Problem – Nothing in the data should change when you return it, but leave the pictures out.
## begin
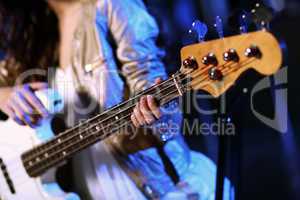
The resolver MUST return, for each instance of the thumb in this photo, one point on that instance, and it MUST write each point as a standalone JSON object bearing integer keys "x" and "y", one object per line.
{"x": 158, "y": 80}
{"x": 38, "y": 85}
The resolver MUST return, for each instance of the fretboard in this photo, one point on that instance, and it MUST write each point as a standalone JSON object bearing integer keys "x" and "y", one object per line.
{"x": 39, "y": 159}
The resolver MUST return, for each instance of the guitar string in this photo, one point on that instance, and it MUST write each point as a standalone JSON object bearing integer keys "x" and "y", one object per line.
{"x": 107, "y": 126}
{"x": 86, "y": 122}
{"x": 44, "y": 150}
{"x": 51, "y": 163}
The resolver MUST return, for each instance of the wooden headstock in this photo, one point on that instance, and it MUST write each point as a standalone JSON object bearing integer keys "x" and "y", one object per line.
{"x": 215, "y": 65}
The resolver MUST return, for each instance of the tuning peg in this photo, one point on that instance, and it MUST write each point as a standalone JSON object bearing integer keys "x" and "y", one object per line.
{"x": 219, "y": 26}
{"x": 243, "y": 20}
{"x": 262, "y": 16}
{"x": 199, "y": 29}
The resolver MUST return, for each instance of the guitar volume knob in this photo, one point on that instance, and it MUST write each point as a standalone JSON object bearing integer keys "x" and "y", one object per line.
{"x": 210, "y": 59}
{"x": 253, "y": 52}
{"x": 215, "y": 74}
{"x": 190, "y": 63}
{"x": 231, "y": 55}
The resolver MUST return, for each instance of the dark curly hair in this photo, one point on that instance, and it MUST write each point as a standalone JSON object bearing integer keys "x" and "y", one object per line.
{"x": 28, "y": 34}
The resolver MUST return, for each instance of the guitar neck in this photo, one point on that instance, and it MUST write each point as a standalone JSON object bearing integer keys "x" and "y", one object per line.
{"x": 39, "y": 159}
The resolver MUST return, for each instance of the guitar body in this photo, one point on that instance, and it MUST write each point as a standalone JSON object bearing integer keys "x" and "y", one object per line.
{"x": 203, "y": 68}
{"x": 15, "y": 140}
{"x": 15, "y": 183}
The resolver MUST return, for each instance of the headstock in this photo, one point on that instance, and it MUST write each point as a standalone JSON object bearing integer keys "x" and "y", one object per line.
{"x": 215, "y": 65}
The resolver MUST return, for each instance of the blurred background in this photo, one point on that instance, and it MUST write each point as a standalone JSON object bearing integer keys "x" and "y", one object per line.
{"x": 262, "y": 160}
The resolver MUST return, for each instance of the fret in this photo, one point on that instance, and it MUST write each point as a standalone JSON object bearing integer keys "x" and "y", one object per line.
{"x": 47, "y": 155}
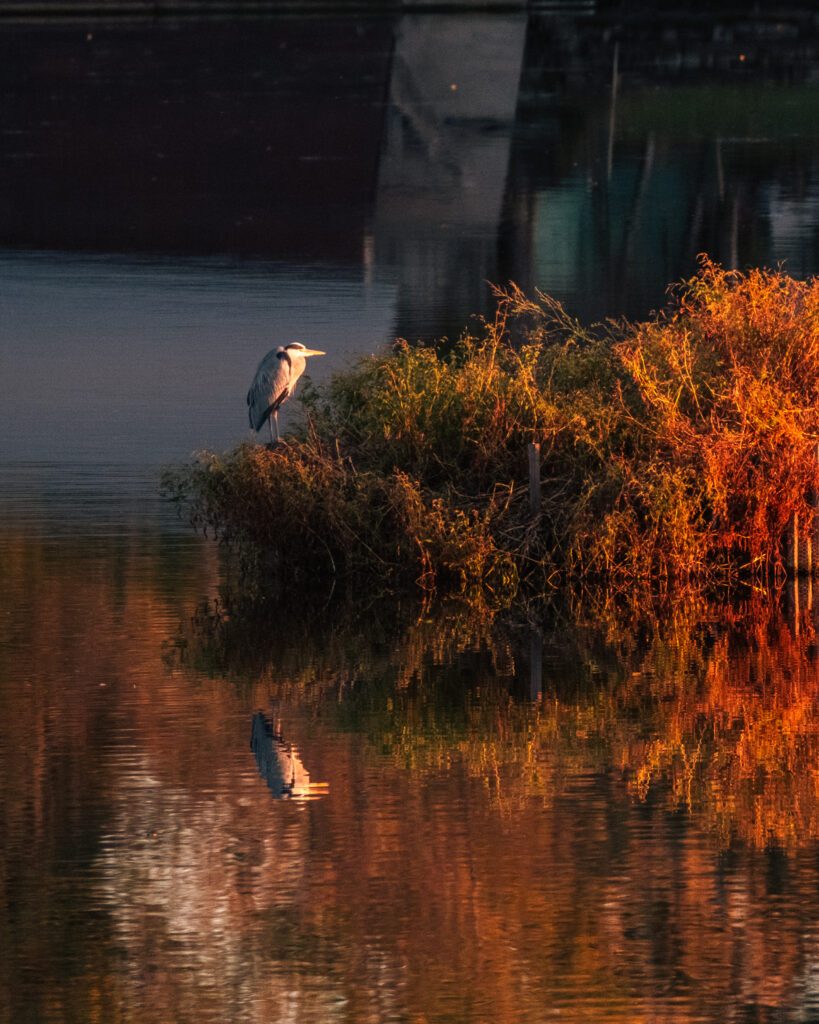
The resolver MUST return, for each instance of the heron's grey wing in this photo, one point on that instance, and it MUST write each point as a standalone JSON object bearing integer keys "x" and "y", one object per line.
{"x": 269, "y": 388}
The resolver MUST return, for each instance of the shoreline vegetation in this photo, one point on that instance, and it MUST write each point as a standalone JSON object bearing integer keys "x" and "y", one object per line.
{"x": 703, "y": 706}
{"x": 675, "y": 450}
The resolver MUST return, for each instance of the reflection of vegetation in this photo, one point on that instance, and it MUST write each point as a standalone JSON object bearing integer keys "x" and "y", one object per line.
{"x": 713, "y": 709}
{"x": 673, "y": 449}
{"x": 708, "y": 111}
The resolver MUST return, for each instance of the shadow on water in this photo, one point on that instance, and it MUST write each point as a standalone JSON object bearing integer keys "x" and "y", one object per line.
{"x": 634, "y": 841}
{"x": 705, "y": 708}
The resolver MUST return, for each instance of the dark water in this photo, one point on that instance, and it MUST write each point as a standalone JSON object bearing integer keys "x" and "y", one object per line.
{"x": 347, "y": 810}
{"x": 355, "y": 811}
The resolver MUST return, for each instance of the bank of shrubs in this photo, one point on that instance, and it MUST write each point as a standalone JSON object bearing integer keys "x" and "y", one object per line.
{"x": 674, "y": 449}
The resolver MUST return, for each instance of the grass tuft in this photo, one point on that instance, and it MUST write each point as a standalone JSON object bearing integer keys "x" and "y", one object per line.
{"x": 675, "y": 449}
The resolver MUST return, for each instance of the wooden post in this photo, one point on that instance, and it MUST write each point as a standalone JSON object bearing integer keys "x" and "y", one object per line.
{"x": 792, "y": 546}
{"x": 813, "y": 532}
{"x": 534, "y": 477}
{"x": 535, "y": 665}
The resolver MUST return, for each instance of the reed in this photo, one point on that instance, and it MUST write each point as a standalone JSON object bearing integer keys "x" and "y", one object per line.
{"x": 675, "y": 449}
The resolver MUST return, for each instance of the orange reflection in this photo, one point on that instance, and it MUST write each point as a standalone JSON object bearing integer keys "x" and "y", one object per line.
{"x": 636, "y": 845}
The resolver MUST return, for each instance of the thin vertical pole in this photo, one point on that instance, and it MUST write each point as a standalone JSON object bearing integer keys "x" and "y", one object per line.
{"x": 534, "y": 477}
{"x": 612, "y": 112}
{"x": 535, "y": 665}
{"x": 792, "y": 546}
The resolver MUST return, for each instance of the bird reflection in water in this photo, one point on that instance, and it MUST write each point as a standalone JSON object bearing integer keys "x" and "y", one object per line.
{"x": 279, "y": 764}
## end
Full output –
The resolver MUST return, for each instance of the thumb in this photo, one point on that instance, and it MUST write each point as a standalone JSON object bearing integer keys "x" and "y", one object per line.
{"x": 158, "y": 80}
{"x": 38, "y": 85}
The resolver MUST return, for each instance of the fretboard in this photo, one point on that instance, and it MUST write each point as a standalone JSON object bearing integer keys "x" and "y", one object per line.
{"x": 39, "y": 159}
The resolver MUST return, for each instance of the guitar string in this photo, one point on that instance, and it MUST write each point as a standalone JSON object bearing integer keys "x" and "y", one object per line.
{"x": 107, "y": 126}
{"x": 86, "y": 122}
{"x": 44, "y": 150}
{"x": 51, "y": 163}
The resolver MUST return, for each instance of the wooden headstock in this photo, one point on that instance, and it MUST write each point as a standalone JSON object bearing integer keys "x" and "y", one object per line.
{"x": 215, "y": 65}
The resolver MUST return, for each instance of the tuning peg in this photo, one point on that instance, and it MUST write each point as a standalone JSON object bearing integer keys "x" and "y", one object per line.
{"x": 219, "y": 26}
{"x": 243, "y": 20}
{"x": 262, "y": 16}
{"x": 199, "y": 29}
The resolver MUST return, for each instance of the guitar volume knob in this photo, one point on that instance, and it MUST write each point as a standalone JSON object bearing integer keys "x" and "y", one object per line.
{"x": 210, "y": 59}
{"x": 253, "y": 52}
{"x": 215, "y": 74}
{"x": 190, "y": 63}
{"x": 231, "y": 55}
The resolver MUST return, for each instance of the dark curly hair in this photo, one point on that instance, and it MUST write each point as a standalone JSON object bearing integer keys "x" and "y", one object per line.
{"x": 28, "y": 34}
The resolver MUST return, for each instance of the guitar neck in this photo, one point on that instance, and it MUST write each point as a standalone JSON object bearing integer keys "x" and "y", one object per line.
{"x": 39, "y": 159}
The resolver MUST return, for each instance of the guitar body in this photo, one point on that instance, and it MUST write each point as a standalone JSON object bearing integer keys "x" and "y", one object per line.
{"x": 203, "y": 68}
{"x": 15, "y": 140}
{"x": 15, "y": 183}
The resolver MUST return, for each instance of the headstock in this photo, one point on that instance, and it MUST write each point as a standalone JSON object bearing integer keys "x" and "y", one object per line.
{"x": 215, "y": 65}
The resolver MUST return, for each instance of the blurred background in this photo, one point on that instance, and it MUST write each point as a standalone JSON object bearing integer keys "x" and "y", one object per line.
{"x": 262, "y": 160}
The resolver MUST return, for each instance of the fret in this photo, one point on that instance, and it MUST write each point as a standalone JSON object bearing integer keys "x" and "y", one object per line.
{"x": 47, "y": 155}
The resolver MUST return, for each instance of the heron's grey wing in this photo, one point on that instance, and it MUST write each point as a standalone JSON object bearing integer keys "x" and "y", one object per line.
{"x": 269, "y": 388}
The resolver MUST return, for each instance of the shoreline vegetation in this photo, one point on that instance, and it MUST write each point as a standalone JSON object bearing integer keys "x" and "y", one object per line.
{"x": 703, "y": 706}
{"x": 675, "y": 450}
The resolver MUST return, for each instance of the reflection of vegetation in this photo, one point on that instance, and it MUST write each point as a standalone JSON object bearing integer keys "x" and "y", one object per line.
{"x": 713, "y": 709}
{"x": 673, "y": 449}
{"x": 708, "y": 111}
The resolver MUST return, for each instance of the shadow on water in this photo, one point on that instance, and it MUST write each point as a standalone JSON object bearing integer keys "x" and "y", one object per line.
{"x": 634, "y": 841}
{"x": 705, "y": 708}
The resolver MUST return, for each instance of the dark water in this photo, one point on that instance, and it MUST write each point as a standalone JSON object bearing integer keys "x" and "y", one object per line.
{"x": 347, "y": 810}
{"x": 355, "y": 811}
The resolver MUST return, for each instance of the bank of shrubs in this photo, one point on that instance, and it MUST write each point as a standalone JSON object bearing integer keys "x" and "y", one object per line.
{"x": 674, "y": 449}
The resolver MUST return, for each instance of the grass tuft in this photo, one point on that instance, and it MUST write each point as a standalone JSON object bearing integer keys "x" and "y", one object per line.
{"x": 675, "y": 449}
The resolver MUST return, for each instance of the wooden post in this photo, one point on that instance, and it MUST write each point as a standalone JSON object bearing integer keys "x" and "y", one object per line.
{"x": 792, "y": 546}
{"x": 813, "y": 532}
{"x": 534, "y": 477}
{"x": 535, "y": 665}
The resolver MUST return, for each instance of the reed in this photo, one point on that instance, and it MUST write each point as a standalone JSON object bearing integer keys "x" and "y", one object per line.
{"x": 675, "y": 449}
The resolver MUST return, for each instance of the orange reflection in this photo, one point on that instance, and it MUST write each point as a standalone JSON object bearing integer keys "x" and "y", one object per line.
{"x": 636, "y": 845}
The resolver MUST return, for each instance of the thin vertical pole in this photo, one point on that instance, and it MUST write each point as a standalone JSON object bearing integer keys "x" and "y", one object per line.
{"x": 534, "y": 477}
{"x": 612, "y": 112}
{"x": 535, "y": 665}
{"x": 792, "y": 546}
The resolver MUST return, for each instance of the bird reflection in water in this photo, one point on that instance, and it MUST write each point as a standalone JSON object bearing integer keys "x" and "y", one object per line.
{"x": 279, "y": 764}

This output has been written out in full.